━━━ Given entries

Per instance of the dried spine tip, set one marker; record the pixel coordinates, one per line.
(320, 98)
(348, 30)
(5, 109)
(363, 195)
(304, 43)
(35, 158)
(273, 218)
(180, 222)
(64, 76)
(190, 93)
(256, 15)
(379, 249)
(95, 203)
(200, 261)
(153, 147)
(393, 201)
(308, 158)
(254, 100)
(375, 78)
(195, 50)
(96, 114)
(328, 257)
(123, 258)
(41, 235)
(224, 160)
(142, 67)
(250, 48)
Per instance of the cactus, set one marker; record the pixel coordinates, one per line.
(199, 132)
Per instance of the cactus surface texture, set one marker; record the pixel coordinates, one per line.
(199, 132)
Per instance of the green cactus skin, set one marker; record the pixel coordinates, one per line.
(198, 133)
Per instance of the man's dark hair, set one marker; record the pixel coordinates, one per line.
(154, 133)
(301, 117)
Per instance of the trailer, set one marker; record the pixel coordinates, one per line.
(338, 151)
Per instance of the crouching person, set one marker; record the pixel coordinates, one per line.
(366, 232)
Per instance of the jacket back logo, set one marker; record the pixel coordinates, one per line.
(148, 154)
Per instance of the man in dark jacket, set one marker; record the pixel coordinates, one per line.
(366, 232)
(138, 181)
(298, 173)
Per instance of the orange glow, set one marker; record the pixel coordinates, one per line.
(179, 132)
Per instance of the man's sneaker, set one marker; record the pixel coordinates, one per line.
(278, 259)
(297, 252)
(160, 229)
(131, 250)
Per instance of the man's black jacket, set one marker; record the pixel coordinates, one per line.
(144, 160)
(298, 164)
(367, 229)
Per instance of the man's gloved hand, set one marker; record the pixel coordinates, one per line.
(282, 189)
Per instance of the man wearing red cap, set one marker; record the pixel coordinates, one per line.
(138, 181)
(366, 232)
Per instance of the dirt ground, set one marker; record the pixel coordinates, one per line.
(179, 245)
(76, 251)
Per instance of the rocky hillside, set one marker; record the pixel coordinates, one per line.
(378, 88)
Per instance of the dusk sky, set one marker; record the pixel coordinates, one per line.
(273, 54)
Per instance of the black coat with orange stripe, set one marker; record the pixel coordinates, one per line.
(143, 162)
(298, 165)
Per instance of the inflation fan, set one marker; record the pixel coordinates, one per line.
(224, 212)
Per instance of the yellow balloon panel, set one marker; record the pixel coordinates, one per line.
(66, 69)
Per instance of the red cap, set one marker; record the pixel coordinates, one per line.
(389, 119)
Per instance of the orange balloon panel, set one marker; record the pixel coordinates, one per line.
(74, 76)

━━━━━━

:: Work to complete ::
Reproduce all of the data exactly as given.

:: The solution ::
Per instance of the dried spine tip, set one marker; record the pixel coordinates, one per line.
(320, 98)
(348, 30)
(5, 109)
(363, 195)
(304, 43)
(35, 158)
(273, 218)
(180, 222)
(64, 76)
(190, 93)
(256, 15)
(379, 249)
(95, 203)
(200, 261)
(153, 147)
(393, 201)
(308, 158)
(254, 100)
(375, 78)
(195, 50)
(96, 114)
(328, 257)
(123, 258)
(41, 235)
(224, 160)
(142, 67)
(250, 48)
Per instance of the cactus, set one marker; record the pixel coordinates, one per line.
(199, 132)
Per instance of the cactus surface texture, set one marker; record the pixel coordinates, one per line.
(199, 132)
Per instance of the green cactus skin, set one marker; record the pixel coordinates, one per line.
(198, 133)
Per instance of the man's dark hair, set one marker; record the pixel coordinates, one per line.
(154, 133)
(301, 117)
Per instance of the trailer, set one marker; record the pixel coordinates, one per line.
(338, 151)
Per instance of the crouching person, set one marker; record the pixel coordinates, one per line.
(366, 232)
Per instance of the jacket back logo, set one marker; record the pixel coordinates, one per line.
(148, 154)
Per instance of the man in dark jacket, set one marker; record the pixel coordinates, one per line.
(366, 232)
(138, 181)
(298, 173)
Per instance of the orange glow, set one marker; record the pixel coordinates, one per line.
(179, 132)
Per instance of the man's sneaker, set one marker; record the pixel coordinates, one per line.
(278, 259)
(297, 252)
(160, 229)
(131, 250)
Per instance of the man's black jacket, set one marker; record the pixel coordinates, one per line.
(144, 160)
(298, 164)
(367, 229)
Per instance of the man's gloved hand, set one marker; record the pixel coordinates, one per line.
(282, 189)
Per instance of the man wearing red cap, set one marker; record the pixel coordinates, one per line.
(138, 181)
(366, 232)
Per instance of the dirt ground, set one marker; record the pixel coordinates, one per line.
(179, 245)
(76, 251)
Per instance of the rocky hillside, set one marker; record the pixel coordinates, one per line.
(378, 88)
Per instance of the dusk sky, set one marker; record the pixel coordinates, one per line.
(273, 54)
Per instance of the black coat with orange stripe, set one marker; record the pixel coordinates, one per line.
(143, 162)
(298, 165)
Per instance of the inflation fan, set one marker; record the pixel coordinates, one per line.
(224, 212)
Per instance of the yellow balloon panel, set one marker; record the pixel coordinates, one per line.
(66, 69)
Per instance of the red cap, set one marker; record the pixel coordinates, one per line.
(389, 119)
Per instance of the orange balloon panel, set one marker; record the pixel coordinates, one per line.
(74, 76)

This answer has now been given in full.